Prompt: Starting at the line that contains "Hi there — would you mind identifying the thorn", restate each line word for word through the final line of the data, keeping both ends.

Extracted material:

----

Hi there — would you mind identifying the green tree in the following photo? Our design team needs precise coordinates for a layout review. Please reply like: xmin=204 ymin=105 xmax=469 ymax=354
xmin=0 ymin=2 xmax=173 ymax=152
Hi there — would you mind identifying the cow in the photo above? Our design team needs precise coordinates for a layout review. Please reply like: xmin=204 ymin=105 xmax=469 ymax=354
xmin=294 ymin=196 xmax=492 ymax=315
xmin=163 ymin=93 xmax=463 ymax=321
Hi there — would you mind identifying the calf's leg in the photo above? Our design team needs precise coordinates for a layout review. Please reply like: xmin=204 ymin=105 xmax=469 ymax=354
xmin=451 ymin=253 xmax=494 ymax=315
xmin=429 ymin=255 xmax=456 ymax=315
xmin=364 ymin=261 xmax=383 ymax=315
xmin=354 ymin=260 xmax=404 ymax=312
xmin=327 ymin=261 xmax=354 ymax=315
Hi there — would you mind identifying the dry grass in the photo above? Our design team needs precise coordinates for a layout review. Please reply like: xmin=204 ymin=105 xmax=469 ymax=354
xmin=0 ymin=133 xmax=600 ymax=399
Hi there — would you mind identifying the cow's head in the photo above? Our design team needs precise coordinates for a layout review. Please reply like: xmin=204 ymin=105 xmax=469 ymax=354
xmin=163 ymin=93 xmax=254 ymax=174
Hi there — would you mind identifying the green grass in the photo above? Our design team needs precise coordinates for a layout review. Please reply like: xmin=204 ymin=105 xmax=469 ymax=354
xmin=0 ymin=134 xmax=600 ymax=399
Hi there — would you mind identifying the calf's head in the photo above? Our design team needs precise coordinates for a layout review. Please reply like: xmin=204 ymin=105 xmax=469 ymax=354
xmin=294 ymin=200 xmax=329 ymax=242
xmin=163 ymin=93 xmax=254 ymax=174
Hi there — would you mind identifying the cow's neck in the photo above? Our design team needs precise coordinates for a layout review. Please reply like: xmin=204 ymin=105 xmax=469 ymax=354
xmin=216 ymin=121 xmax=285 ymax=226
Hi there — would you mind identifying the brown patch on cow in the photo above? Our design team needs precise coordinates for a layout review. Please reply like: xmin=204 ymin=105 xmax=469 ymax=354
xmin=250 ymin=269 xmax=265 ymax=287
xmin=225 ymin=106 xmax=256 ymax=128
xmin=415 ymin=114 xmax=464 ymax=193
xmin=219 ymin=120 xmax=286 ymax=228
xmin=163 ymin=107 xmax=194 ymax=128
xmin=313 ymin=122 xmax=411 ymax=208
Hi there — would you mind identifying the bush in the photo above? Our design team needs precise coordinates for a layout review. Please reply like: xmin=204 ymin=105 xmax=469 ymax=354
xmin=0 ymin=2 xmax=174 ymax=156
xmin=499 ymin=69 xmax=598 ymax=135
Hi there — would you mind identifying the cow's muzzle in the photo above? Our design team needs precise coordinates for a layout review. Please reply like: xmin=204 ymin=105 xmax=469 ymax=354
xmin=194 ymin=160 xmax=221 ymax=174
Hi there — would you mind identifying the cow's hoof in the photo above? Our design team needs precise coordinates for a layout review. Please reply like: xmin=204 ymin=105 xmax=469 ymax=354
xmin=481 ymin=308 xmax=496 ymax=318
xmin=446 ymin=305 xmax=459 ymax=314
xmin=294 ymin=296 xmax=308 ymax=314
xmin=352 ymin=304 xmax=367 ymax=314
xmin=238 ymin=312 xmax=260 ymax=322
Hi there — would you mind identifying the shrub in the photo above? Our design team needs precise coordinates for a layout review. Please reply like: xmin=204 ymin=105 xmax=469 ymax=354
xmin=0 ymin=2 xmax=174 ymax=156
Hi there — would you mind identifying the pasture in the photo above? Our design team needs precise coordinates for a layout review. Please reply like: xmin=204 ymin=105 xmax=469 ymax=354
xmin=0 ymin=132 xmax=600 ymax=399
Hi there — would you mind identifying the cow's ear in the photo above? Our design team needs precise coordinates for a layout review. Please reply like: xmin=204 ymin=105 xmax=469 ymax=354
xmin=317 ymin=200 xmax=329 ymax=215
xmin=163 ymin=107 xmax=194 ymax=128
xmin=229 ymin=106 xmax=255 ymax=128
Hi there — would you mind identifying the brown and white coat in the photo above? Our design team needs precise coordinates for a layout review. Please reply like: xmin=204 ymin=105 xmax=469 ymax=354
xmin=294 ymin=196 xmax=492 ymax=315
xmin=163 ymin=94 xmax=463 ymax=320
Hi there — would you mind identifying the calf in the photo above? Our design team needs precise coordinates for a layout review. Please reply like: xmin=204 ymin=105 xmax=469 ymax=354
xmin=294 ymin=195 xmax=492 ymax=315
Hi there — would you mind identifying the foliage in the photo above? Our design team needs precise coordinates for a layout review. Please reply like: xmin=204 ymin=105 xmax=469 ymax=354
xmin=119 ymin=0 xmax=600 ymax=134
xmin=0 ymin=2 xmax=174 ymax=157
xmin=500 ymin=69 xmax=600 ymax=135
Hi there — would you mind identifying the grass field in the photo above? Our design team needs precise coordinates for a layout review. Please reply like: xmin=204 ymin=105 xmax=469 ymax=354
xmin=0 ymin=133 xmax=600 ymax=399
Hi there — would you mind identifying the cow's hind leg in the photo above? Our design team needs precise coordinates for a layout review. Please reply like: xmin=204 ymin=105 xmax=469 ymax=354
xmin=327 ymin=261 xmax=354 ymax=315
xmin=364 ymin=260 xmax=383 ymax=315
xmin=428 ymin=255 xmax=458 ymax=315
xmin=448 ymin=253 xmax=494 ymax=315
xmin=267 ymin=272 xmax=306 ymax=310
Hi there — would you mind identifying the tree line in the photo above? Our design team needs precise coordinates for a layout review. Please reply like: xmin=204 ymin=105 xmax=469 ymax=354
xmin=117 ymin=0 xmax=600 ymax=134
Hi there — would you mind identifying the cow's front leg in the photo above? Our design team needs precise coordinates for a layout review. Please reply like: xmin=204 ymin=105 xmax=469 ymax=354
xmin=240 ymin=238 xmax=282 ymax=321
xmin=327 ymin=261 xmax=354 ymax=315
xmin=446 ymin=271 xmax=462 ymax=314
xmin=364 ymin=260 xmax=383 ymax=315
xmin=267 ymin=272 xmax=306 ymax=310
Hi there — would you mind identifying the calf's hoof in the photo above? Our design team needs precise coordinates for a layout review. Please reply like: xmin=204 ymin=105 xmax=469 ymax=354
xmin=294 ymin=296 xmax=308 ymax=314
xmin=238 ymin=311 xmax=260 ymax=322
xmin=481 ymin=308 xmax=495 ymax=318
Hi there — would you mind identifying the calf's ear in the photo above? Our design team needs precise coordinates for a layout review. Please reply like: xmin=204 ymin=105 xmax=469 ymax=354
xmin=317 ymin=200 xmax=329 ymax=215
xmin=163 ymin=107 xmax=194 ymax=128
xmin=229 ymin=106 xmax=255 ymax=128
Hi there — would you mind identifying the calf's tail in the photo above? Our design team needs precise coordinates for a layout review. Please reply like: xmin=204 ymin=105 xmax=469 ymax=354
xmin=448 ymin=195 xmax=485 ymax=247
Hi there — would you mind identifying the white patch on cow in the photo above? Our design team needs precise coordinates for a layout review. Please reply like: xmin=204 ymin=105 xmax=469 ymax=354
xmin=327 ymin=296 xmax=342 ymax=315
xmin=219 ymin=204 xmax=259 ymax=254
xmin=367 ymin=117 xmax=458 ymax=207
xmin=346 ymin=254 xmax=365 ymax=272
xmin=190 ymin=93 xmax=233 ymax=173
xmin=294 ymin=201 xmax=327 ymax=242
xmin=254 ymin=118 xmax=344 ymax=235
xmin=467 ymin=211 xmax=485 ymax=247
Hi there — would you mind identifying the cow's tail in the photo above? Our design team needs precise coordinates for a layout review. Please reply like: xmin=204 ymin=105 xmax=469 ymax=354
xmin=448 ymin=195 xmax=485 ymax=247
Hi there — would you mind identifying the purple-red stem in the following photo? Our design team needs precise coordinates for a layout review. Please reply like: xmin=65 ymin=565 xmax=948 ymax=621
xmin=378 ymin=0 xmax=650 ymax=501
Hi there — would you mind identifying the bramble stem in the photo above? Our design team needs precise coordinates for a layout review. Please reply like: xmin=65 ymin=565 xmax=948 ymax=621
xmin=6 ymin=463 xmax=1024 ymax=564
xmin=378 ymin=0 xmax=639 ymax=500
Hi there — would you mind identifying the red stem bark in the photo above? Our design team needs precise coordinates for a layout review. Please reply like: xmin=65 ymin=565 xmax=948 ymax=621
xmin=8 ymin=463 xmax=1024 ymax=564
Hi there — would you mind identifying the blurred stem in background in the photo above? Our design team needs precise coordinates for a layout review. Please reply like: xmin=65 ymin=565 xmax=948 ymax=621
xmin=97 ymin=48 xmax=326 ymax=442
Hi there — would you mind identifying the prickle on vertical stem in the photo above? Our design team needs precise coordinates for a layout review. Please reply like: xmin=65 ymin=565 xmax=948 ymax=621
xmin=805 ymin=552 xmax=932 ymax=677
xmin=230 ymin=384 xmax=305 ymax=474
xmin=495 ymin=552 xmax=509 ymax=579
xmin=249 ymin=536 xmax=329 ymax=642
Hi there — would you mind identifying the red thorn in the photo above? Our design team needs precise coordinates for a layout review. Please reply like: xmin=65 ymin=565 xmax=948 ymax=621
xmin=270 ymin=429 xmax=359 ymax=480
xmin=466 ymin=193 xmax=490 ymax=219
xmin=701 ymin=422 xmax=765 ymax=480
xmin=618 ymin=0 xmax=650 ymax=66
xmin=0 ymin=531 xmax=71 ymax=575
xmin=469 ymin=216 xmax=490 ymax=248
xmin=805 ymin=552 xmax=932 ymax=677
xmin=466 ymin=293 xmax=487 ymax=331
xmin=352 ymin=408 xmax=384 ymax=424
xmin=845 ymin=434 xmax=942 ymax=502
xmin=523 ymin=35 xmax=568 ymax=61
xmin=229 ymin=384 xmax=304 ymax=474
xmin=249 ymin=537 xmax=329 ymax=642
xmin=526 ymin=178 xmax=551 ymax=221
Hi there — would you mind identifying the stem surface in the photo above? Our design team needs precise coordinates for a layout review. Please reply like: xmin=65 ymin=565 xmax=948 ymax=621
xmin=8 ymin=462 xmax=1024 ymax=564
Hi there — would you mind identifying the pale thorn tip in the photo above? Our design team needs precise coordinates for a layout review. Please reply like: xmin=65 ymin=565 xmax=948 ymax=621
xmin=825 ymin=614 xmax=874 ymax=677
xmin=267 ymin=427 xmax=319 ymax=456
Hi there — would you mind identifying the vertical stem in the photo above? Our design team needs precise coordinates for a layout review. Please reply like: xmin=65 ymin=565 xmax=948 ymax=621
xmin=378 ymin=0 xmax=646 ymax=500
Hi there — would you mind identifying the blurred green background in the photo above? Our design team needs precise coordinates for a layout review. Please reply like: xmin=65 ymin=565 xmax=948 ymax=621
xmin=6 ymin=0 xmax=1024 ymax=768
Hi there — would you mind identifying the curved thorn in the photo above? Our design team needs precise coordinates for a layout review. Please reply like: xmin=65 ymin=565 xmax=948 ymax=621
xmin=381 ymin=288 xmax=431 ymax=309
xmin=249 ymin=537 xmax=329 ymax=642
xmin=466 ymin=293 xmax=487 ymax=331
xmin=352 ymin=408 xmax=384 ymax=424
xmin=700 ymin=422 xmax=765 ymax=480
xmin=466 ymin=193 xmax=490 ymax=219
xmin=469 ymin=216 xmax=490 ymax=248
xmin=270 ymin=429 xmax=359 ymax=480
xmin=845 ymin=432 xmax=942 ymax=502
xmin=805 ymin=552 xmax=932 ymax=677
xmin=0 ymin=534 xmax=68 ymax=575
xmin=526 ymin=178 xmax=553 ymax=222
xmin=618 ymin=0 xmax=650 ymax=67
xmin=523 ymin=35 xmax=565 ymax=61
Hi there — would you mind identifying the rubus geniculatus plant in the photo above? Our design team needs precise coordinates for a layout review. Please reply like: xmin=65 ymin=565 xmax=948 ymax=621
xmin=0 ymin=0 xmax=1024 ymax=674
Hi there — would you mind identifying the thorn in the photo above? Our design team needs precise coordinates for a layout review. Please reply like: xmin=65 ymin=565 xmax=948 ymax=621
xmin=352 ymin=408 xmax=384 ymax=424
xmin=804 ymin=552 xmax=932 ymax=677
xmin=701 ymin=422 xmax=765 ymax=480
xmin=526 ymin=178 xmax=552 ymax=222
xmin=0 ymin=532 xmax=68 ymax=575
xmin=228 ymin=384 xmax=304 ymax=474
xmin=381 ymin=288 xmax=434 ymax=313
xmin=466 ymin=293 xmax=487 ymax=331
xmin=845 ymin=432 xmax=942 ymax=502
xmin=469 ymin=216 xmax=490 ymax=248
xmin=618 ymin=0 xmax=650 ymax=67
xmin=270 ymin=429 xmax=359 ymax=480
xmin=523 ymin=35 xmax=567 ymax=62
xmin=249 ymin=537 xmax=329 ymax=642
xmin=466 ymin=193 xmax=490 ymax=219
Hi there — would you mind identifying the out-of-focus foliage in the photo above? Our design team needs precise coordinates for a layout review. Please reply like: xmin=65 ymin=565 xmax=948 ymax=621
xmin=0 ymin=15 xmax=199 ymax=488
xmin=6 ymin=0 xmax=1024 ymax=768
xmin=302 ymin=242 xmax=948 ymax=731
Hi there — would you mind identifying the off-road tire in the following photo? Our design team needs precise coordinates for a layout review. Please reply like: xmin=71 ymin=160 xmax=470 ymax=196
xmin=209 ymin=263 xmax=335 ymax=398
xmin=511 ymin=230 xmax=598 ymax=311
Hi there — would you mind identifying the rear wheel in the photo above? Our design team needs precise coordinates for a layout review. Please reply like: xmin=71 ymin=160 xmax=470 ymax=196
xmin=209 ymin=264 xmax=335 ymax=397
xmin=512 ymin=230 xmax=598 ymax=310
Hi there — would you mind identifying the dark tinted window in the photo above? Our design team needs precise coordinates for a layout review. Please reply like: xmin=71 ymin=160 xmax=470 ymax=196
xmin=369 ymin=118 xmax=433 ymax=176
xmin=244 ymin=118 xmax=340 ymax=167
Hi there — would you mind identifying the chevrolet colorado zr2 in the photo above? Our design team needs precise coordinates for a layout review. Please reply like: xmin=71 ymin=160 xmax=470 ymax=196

----

Exercise response:
Hi there — would you mind identifying the thorn in the photo above? Our design team needs precise coordinates for a layout review. Please reply like: xmin=65 ymin=565 xmax=948 ymax=621
xmin=352 ymin=408 xmax=384 ymax=424
xmin=804 ymin=552 xmax=932 ymax=677
xmin=701 ymin=422 xmax=765 ymax=480
xmin=526 ymin=178 xmax=552 ymax=222
xmin=0 ymin=532 xmax=68 ymax=575
xmin=228 ymin=384 xmax=304 ymax=474
xmin=381 ymin=288 xmax=434 ymax=313
xmin=466 ymin=293 xmax=487 ymax=331
xmin=845 ymin=432 xmax=942 ymax=502
xmin=469 ymin=216 xmax=490 ymax=248
xmin=618 ymin=0 xmax=650 ymax=67
xmin=270 ymin=429 xmax=359 ymax=480
xmin=523 ymin=35 xmax=567 ymax=62
xmin=249 ymin=537 xmax=329 ymax=642
xmin=466 ymin=193 xmax=490 ymax=219
Hi there — would you mind identifying the out-of-focus foliage in the photo above? Our design team needs precise coordinates for a layout review. Please reply like: xmin=65 ymin=565 xmax=948 ymax=621
xmin=0 ymin=15 xmax=199 ymax=488
xmin=6 ymin=0 xmax=1024 ymax=768
xmin=302 ymin=242 xmax=948 ymax=731
Hi there — would you mind identifying the off-road tire in the following photo? Our design team needs precise coordinates for a layout review. Please reply like: xmin=71 ymin=160 xmax=470 ymax=196
xmin=209 ymin=263 xmax=335 ymax=398
xmin=511 ymin=230 xmax=598 ymax=311
Hi there — would you mind identifying the rear wheel in the photo above? Our design team needs precise coordinates for a layout review. Please reply like: xmin=71 ymin=160 xmax=470 ymax=196
xmin=209 ymin=264 xmax=335 ymax=397
xmin=512 ymin=230 xmax=598 ymax=310
Hi there — would you mind identifying the dark tinted window in the photo above? Our design team needs precise coordinates for a layout review. Please reply like: xmin=71 ymin=160 xmax=470 ymax=196
xmin=369 ymin=118 xmax=433 ymax=176
xmin=244 ymin=118 xmax=340 ymax=167
Hi there — would you mind identifying the chevrolet colorado zr2 in the photo above? Our design team needs precise coordinates for a layout review. Please reply like: xmin=71 ymin=160 xmax=470 ymax=196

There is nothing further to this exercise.